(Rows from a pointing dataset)
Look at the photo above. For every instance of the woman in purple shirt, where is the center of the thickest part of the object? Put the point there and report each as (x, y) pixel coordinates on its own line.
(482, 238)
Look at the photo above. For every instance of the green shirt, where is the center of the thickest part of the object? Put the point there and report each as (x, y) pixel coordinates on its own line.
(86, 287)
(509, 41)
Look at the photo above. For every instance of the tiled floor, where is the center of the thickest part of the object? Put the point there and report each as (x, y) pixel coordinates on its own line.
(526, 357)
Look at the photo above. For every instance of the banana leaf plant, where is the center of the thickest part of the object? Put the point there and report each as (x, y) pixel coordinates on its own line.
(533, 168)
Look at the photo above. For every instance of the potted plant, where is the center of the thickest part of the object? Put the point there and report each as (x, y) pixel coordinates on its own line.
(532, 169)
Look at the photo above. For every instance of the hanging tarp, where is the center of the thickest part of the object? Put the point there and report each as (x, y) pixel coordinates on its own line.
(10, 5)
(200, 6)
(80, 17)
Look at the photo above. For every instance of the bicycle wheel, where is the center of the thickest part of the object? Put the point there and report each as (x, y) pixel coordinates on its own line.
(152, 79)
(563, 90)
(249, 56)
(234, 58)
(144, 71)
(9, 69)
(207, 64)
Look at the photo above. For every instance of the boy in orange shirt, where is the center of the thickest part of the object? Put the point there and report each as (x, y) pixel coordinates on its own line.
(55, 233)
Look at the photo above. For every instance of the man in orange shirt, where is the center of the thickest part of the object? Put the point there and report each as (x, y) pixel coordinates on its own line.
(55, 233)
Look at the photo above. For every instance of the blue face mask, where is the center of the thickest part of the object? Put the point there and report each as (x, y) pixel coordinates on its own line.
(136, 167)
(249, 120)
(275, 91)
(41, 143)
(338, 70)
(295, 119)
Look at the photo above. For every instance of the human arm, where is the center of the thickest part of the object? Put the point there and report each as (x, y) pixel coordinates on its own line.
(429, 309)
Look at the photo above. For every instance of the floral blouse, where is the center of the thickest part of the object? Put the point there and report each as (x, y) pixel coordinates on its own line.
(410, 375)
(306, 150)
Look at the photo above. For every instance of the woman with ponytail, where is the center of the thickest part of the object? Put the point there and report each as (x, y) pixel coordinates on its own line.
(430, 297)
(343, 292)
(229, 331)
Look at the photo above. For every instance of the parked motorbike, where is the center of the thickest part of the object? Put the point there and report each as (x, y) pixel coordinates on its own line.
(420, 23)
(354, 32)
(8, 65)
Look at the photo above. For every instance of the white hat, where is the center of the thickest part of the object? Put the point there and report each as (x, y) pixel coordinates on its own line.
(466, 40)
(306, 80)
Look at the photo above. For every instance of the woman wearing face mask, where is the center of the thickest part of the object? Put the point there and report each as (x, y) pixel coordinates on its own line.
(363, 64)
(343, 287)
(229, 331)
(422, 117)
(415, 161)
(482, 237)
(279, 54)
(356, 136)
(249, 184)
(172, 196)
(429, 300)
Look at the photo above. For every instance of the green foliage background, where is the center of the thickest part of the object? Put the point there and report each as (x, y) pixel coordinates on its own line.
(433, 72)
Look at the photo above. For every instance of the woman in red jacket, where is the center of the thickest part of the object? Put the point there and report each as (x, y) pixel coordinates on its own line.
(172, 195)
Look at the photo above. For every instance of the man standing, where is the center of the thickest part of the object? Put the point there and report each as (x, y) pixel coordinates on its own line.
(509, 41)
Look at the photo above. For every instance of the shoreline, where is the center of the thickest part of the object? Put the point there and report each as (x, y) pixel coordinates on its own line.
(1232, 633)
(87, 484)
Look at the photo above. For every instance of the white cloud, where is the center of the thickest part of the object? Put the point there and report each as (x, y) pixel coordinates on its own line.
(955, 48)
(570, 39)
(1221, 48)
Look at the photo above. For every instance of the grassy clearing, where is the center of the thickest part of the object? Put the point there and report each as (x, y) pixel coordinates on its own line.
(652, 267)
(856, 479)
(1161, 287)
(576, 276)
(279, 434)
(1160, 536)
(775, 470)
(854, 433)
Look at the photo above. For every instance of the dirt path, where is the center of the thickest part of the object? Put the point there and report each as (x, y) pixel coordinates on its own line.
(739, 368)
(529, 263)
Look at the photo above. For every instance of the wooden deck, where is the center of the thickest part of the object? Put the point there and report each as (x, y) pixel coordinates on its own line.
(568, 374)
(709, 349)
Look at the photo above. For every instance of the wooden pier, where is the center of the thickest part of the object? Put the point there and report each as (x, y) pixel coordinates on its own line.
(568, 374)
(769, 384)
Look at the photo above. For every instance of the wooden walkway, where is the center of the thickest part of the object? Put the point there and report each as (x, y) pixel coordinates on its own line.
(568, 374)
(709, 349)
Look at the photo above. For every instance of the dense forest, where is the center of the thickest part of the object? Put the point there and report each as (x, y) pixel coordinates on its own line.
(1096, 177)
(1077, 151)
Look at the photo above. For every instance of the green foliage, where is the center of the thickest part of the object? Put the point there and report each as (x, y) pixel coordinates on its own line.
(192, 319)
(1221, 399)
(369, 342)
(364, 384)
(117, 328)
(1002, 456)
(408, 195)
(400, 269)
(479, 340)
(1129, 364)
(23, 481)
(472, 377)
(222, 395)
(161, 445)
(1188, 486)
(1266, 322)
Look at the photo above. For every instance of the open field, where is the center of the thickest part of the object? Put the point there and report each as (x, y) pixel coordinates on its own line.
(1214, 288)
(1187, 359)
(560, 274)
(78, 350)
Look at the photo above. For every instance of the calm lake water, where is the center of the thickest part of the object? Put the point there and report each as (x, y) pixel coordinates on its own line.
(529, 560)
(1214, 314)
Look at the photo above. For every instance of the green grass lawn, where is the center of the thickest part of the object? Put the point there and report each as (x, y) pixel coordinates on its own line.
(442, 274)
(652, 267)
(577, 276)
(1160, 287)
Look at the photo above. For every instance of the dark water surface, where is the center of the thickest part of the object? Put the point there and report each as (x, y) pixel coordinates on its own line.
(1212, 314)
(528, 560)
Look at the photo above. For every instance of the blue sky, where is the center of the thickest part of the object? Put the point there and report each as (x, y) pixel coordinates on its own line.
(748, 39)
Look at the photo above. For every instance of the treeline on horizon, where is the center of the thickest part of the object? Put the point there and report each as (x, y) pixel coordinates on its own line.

#### Problem requirements:
Write out all the rows again, swapping "thickest part" for "widest part" everywhere and leaving everything else as it is.

#### Correct answer:
Look at the photo above. For every instance of the woman in purple shirt, where is the center of the widest part of the object? Put the point there and report each as (x, y) pixel coordinates on its own line.
(482, 238)
Look at the photo above. For every instance of the green shirt, where is the center of the widest part of the object? Put the point there and report each as (x, y) pixel coordinates on its own line.
(86, 287)
(509, 41)
Look at the photo above. For every instance of the tiled floor, where is the center of the widest part of the object? Put the point there and report each as (x, y) pixel coordinates on its own line.
(526, 357)
Look at the photo above. For every instance of the banana leaf plant, where is the center of the widest part of the object? Put the point there and report each as (x, y) pixel coordinates on its own line.
(533, 168)
Look at the photo above. For every instance of the potted plant, where is the center of the widest part of the object? Put the point there and report each as (x, y) pixel coordinates on its own line.
(532, 169)
Look at the photo above. For every instance of the hanging tarp, where is the center of the widest part of the object? Put the point there and report each as (x, y) pixel coordinates on its own line.
(10, 5)
(200, 6)
(80, 17)
Look at the photo above. For every instance of the bicycle wheel, where is the center of the widest part of the object? Put the point there and report each as (x, y) pixel coordinates on its own line.
(152, 79)
(563, 90)
(249, 56)
(234, 58)
(144, 71)
(9, 69)
(207, 64)
Look at the photo above. For every instance of the boy in orange shirt, where is the center of the widest part of the object? Put the point there and report each as (x, y) pixel coordinates on its own line.
(55, 233)
Look at the photo above. For every instance of the man in orange shirt, where is the center of the widest part of the object? Put the point there and report each as (x, y) pixel coordinates on its own line.
(55, 233)
Look at the photo above. For every instance of the blue face mask, where is the center of the widest part of the object? Put the point there and report each as (x, y) pixel coordinates on its own line.
(136, 167)
(249, 120)
(275, 91)
(41, 143)
(338, 70)
(295, 119)
Look at the photo above. For every instance of the human arm, where is the center of the widest part of the object? Put the point there and report each as (x, y) pixel coordinates on its own line.
(429, 309)
Look at the photo above. For every instance of the floral blouse, where is the center of the widest part of the object? Put the point there and report each as (x, y) pixel coordinates on its own line.
(410, 375)
(306, 150)
Look at the photo above. For every instance of the woman with ponytail, where is the center of the widest part of the object? Put the point there and report each as (x, y) pixel coordinates on its own line.
(430, 297)
(343, 292)
(229, 331)
Look at the photo above. For every instance of the parked motorbike, where is the center of the widest part of the object? Put the point there and report each as (x, y) pixel coordinates on its own line.
(420, 23)
(354, 32)
(8, 65)
Look at the photo above. For every instance of the white hat, where is the center of the widest part of the object? Put the point there and report each as (x, y) pixel coordinates on its own line.
(466, 40)
(306, 80)
Look at the photo above. For every instance of the woman wearing face mask, where is the center of the widest part of the object? Put the point there and report each as (x, y) pixel coordinates on its own line.
(363, 64)
(343, 287)
(229, 331)
(422, 117)
(415, 161)
(482, 237)
(279, 54)
(356, 136)
(249, 184)
(172, 196)
(429, 300)
Look at the photo above. For every instance of the green foliage background, where is the center of the widest part of the object? Put the point there and report each as (x, y) pixel coordinates on its own line.
(433, 72)
Look at the photo above. For every instance of the woman in red jacket, where is the center of the widest part of the object? Put the point there and report each as (x, y) pixel coordinates on its own line.
(172, 195)
Look at the photo above. For every instance of the man standing, where is the center of the widest part of the object? Put the point there and report each as (x, y) pixel coordinates on its own line.
(509, 41)
Look at the photo above. For every instance of the shoreline, where is the center of the widest part of the object? Put the point there and report each as (x, y) pixel coordinates on its own line.
(1232, 633)
(87, 484)
Look at the photo above. For every instance of the white cloud, where is the center of the widest part of the object? Put the point there and report each as (x, y) pixel coordinates on its own line.
(955, 48)
(570, 39)
(1221, 48)
Look at the photo above. For every instance of the grassy clearing, where is the center of the widest part of the object? Put the point there and report each as (x, y) pixel coordinates on its own line.
(652, 267)
(856, 479)
(1161, 287)
(576, 276)
(279, 434)
(1160, 536)
(775, 470)
(854, 433)
Look at the photo above. For every instance of the dirt path, where is the center of the widest part of the object? Put the point there and report each as (x, y) pixel coordinates on its own line.
(739, 368)
(529, 263)
Look at the photo above. For every instance of the wooden deck, where is the center of the widest part of the object? Put the point there and report each as (x, y) pixel coordinates on its own line.
(568, 374)
(709, 349)
Look at the photo above. For every instance of the wooden pier, where is the center of the widest part of the object? Put the point there and report each as (x, y) pixel coordinates on its own line.
(568, 374)
(769, 384)
Look at the photo above. For every instance of the wooden walkway, where is the center of the widest part of the object? Put the point there and report each as (x, y) pixel coordinates on its own line.
(568, 374)
(709, 349)
Look at the photo above. For every instance of the dense forest, where is the center of the widest part of the object? Put the point there and report each as (x, y) pixel coordinates on its own line.
(1096, 177)
(1077, 151)
Look at the photo above. For every instance of the green foliage, where is the center of the widest part of the object? Put the point there and report each as (x, y) pixel coordinates on its own line.
(192, 319)
(1221, 399)
(369, 342)
(364, 384)
(117, 328)
(1002, 456)
(408, 195)
(400, 269)
(479, 340)
(1129, 364)
(23, 481)
(472, 377)
(222, 395)
(161, 445)
(1188, 486)
(1266, 322)
Look at the photo above. For every instance of the open field, where is the center of the widest part of the object? Put the point there and report each as (x, y) pixel coordinates on its own line.
(1214, 288)
(1187, 359)
(560, 274)
(78, 350)
Look at the photo above. For every instance of the calm lake water, where is the center of the widest part of the object? Put the point there and report each as (x, y) pixel coordinates on its own line.
(529, 560)
(1214, 314)
Look at the photo above. For every instance of the green grass lawn, where is the center of the widest part of the object? Put the point there and report each as (x, y) pixel coordinates on its own line.
(442, 274)
(652, 267)
(577, 276)
(1160, 287)
Look at the photo above. For every instance of the dark water surface, where is the center of the widest part of the object? Put the point there and report each as (x, y) pixel coordinates on its own line.
(1212, 314)
(528, 560)
Look at the photo above. For every instance of the blue sky, where is the center of the widest part of the object? Put the point there and report each as (x, y) pixel coordinates on its own line.
(748, 39)
Look at the photo above. For every instance of the treeline on horizon, where is the center of the widest part of the object? Put the point there and report each as (x, y) pixel coordinates on its own line.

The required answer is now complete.